**Source material:**
_ _ _ _

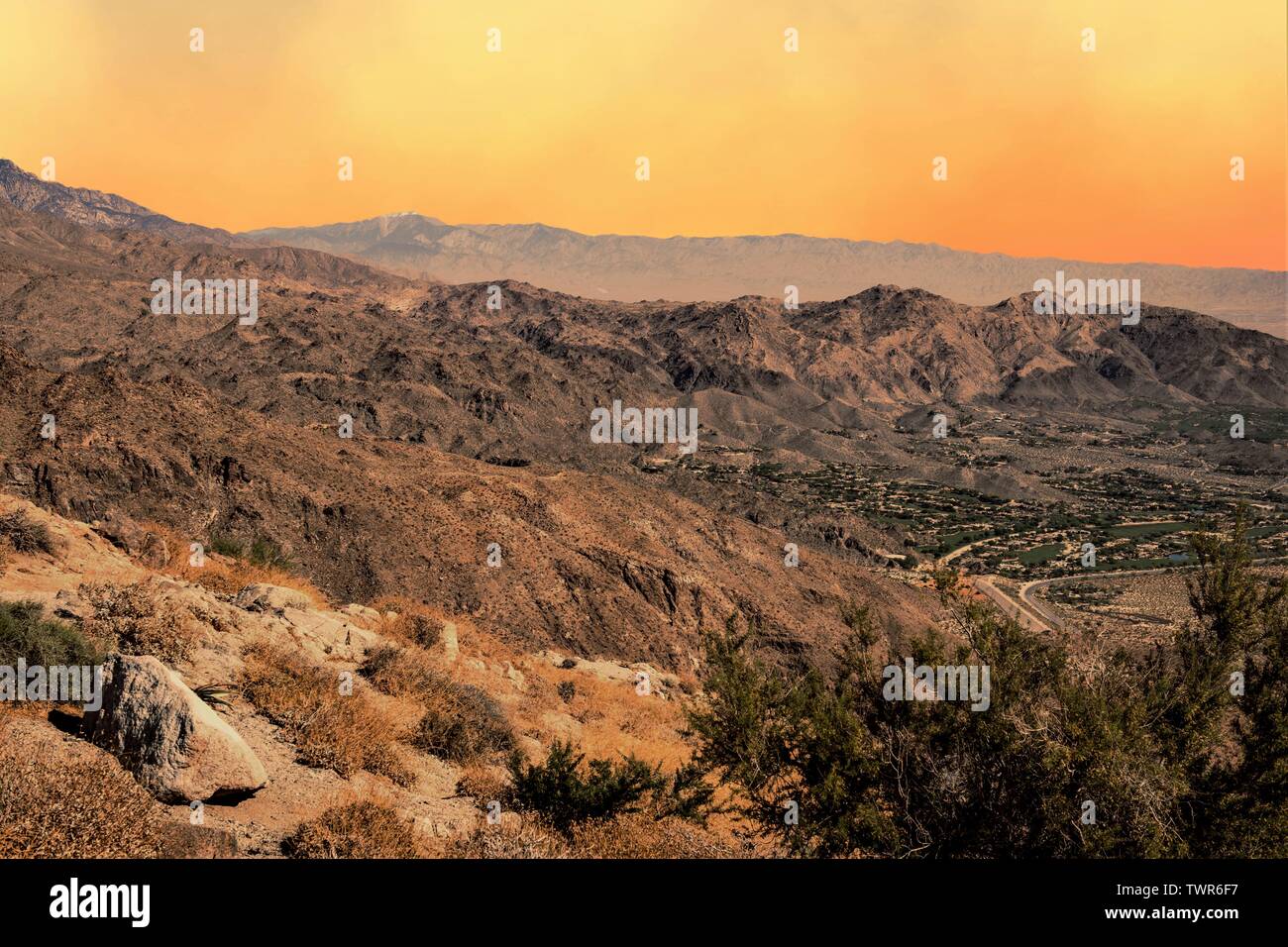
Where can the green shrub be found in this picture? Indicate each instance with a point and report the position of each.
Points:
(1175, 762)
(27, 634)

_ _ _ _

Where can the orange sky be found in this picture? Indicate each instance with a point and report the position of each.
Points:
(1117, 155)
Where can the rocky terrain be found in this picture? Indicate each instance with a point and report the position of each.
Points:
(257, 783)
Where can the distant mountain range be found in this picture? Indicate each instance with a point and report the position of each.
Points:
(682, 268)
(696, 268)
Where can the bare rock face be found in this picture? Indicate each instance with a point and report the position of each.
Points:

_ _ _ _

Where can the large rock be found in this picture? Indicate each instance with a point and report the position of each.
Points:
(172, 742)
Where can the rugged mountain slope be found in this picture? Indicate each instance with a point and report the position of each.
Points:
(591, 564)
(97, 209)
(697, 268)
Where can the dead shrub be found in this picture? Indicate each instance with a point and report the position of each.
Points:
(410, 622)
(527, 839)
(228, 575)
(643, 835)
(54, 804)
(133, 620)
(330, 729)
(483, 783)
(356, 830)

_ _ _ _

**Problem to solve:** Which lines above contain the word "mountain"? Pick out each of them and copy it in full.

**The completed task:**
Where can the distant mountain range be found in this picture? Indicate each instance with a point and report the position of each.
Where can the rugged mountain slope be found in this picture? Indicate each instance with a point and report the position of each.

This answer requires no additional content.